### [Given passage]
□ □ □ □
Why a plant-based diet might be better for your kidneys
There’s a lot of conversation around plant-based, vegan and vegetarian diets as the “healthy” choice. But what makes these diets better for us? Is this even scientifically true?
That’s one area medical research continues to explore. Plant-based diets have already been proven to lower your risk of conditions like heart disease, diabetes and obesity. As a nephrologist, or kidney doctor, I’m especially interested in the connection between diet and kidney health. My recent research has focused on comparing the effects of plant-based protein versus animal-based protein on our kidneys.
Our question was this: Could a predominantly plant-based diet be better for our kidneys?
Reversing the plant-to-meat ratio
One of our big jobs as kidney doctors is to try to prevent kidney disease that is already established from getting worse, to the point that a patient’s only options are dialysis or a kidney transplant. We typically do this through anti-hypertensive medications.
But we wanted to explore how lifestyle factors like diet could influence kidney health over time. If we could better understand what factors influence the progression of kidney disease, we could give our patients better odds.
For this study, all participants had already lost partial kidney function, but had enough remaining to avoid dialysis or kidney transplant for the time being.
We split them into two groups:
- One group continued their regular diets, which contained significant amounts of meat and smaller amounts of plant-based foods.
- The other group was placed on a diet with the opposite ratio — predominantly plant-based with very little meat.
The goal was to measure the effects of reversing this plant-to-meat ratio. To do this, we tracked the kidney function of these patients over a period of three years.
□ □ □ □
### [Study questions]
[A] Translate this sentence from the kidney article into Spanish: "Our question was this: Could a predominantly plant-based diet be better for our kidneys?"
[B] Carry on writing the kidney article, starting right after its final sentence.
The rows that follow come from a separate source unrelated to the kidney article.
□ □ □ □
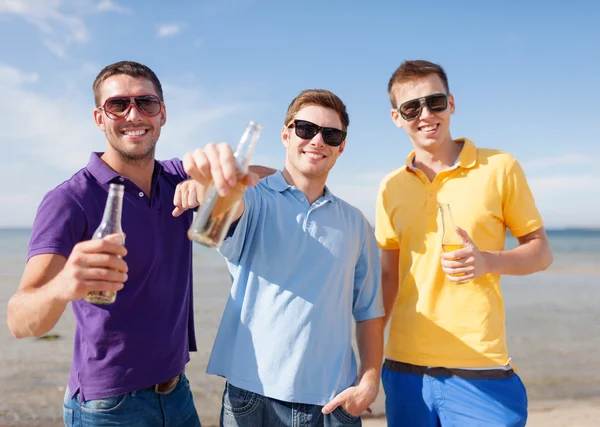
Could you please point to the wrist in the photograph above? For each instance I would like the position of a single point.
(369, 384)
(490, 261)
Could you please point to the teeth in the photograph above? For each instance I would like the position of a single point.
(134, 132)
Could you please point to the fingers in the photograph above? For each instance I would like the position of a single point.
(251, 179)
(109, 244)
(214, 163)
(178, 211)
(98, 285)
(334, 403)
(100, 274)
(196, 165)
(100, 260)
(466, 238)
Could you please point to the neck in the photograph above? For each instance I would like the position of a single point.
(441, 158)
(313, 188)
(139, 171)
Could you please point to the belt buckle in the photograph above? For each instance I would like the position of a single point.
(167, 387)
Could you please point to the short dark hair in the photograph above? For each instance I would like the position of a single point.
(129, 68)
(412, 70)
(322, 98)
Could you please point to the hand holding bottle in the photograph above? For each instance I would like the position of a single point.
(223, 177)
(465, 261)
(217, 165)
(93, 266)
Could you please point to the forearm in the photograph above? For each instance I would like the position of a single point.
(527, 258)
(34, 312)
(369, 338)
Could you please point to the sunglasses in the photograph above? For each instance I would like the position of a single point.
(308, 130)
(435, 103)
(119, 106)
□ □ □ □
### [Results]
[A] Nuestra pregunta era esta: ¿podría una dieta predominantemente basada en plantas ser mejor para nuestros riñones?

[B]
Our findings? The plant-based diet actually appeared to slow down any decrease in kidney function.
Adding to the growing body of plant-based research
This is a significant step in our understanding and treatment of kidney conditions, but more than that, it’s another proof point of the benefits of plant-based, or predominantly plant-based, eating.
But let me hasten to add — these results do not suggest that you should become vegan or vegetarian. Some people misinterpret our studies and think, oh my goodness, I need to become a vegan. But that is not what this research suggests.
What it does suggest is that plant-based foods appear to be kinder to the kidneys than animal-based foods over time.
While this particular study focused on people who had already lost partial kidney function, our next step is to see if these findings hold up in people with healthy kidneys — and I expect they will.
As we continue to explore the effects of plant-based eating, we add to the growing belief that for many reasons, it might be time for us to make a change. As more people join the plant-based movement, we continue to look to research for evidence.